**Set problem**
Rewrite the listing below, putting "Put a pin" in place of every occurrence of "Place a marker" and leaving everything else unchanged.

**Source records**
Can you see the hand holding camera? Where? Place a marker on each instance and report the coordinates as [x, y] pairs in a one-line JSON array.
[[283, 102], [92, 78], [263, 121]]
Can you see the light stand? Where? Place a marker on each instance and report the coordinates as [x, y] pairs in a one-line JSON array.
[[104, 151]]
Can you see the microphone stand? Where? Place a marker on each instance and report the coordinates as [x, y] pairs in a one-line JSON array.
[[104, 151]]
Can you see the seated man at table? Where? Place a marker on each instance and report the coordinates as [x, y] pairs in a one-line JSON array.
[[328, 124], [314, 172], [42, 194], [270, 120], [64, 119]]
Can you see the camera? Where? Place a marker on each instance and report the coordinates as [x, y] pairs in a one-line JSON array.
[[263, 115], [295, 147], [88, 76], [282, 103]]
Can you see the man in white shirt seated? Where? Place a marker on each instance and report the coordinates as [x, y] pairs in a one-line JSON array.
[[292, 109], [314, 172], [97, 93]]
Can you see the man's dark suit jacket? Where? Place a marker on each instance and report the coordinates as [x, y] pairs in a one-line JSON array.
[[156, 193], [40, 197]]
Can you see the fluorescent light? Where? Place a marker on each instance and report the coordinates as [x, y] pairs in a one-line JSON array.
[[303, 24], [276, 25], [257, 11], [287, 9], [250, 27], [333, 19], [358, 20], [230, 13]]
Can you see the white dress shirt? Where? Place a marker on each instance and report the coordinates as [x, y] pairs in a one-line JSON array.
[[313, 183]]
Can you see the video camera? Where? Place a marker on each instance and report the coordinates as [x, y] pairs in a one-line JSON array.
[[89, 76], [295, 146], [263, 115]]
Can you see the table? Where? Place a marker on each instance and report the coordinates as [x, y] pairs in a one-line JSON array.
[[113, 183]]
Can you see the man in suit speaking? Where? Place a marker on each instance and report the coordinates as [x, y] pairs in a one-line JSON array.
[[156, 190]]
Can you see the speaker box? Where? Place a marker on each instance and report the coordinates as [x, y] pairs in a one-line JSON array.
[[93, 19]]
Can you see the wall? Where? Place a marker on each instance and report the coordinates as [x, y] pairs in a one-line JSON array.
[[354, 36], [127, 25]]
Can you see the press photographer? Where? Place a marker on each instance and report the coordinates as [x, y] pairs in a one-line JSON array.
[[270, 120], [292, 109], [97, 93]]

**Response to the exercise**
Can you see the hand holding camera? Where? Put a pin on each instance and report the coordinates as [x, y] pairs in a one-line JSON array.
[[283, 102], [92, 78], [263, 121]]
Can you see the light stand? Where? Put a pin on each instance and report the coordinates as [x, y] pairs in a one-line JSON array.
[[104, 151]]
Can you see the microphone stand? Where? Put a pin on each instance and report the coordinates as [x, y] pairs in a one-line JSON array.
[[104, 151]]
Can you see the seated man at table? Where? Put a pin on each instance and report the coordinates as [x, y] pairs in a one-line JSON array.
[[328, 124], [314, 172], [42, 194], [270, 120], [64, 119]]
Can you see the camera? Where? Put a pin on each instance and report the coordinates as [x, y] pairs in a one-line JSON array.
[[263, 115], [295, 147], [88, 76], [282, 103]]
Can you see the man in white shirt seated? Where? Put a pin on each instance and report the coordinates as [x, y] pairs in a one-line JSON array.
[[292, 109], [314, 172], [97, 93]]
Can you see the man's dark suit jacket? Where? Put a pin on each instance and report the coordinates as [x, y] pairs in a one-line JSON array.
[[156, 193], [40, 197]]
Can you see the fluorescent light? Where? Put a pin on each instance and report the coordinates as [x, y] pairs in a one-line JSON array.
[[303, 24], [276, 25], [257, 11], [287, 9], [250, 27], [333, 19], [358, 20], [230, 13]]
Can you see the white dress shirt? Where? Put a pin on each instance and report the coordinates as [x, y] pairs in a one-line JSON array.
[[313, 183]]
Can you see the video camera? Where? Put a pin on each instance and report the coordinates as [x, y] pairs in a one-line JSON array.
[[89, 76], [295, 146], [263, 115]]
Can you see the table? Where? Put a pin on each instance and report the coordinates as [x, y] pairs in a one-line JSON array.
[[113, 183]]
Can you see the man in suit speaking? Where? Put a pin on each instance and report the coordinates as [x, y] pairs in a one-line JSON array.
[[156, 190]]
Can you see the speaker box? Where? Put a pin on each instance and report the coordinates as [x, y] pairs in a one-line JSON array.
[[93, 19]]
Can you see the wall? Where? Put a pin on each instance and report the coordinates as [x, y] pairs in a one-line JSON array.
[[354, 36], [127, 25]]
Can you see the press photographer? Where? Put a pin on each instance and report the coordinates as [x, y] pairs in a one-line JSON array.
[[270, 120], [292, 109], [97, 93]]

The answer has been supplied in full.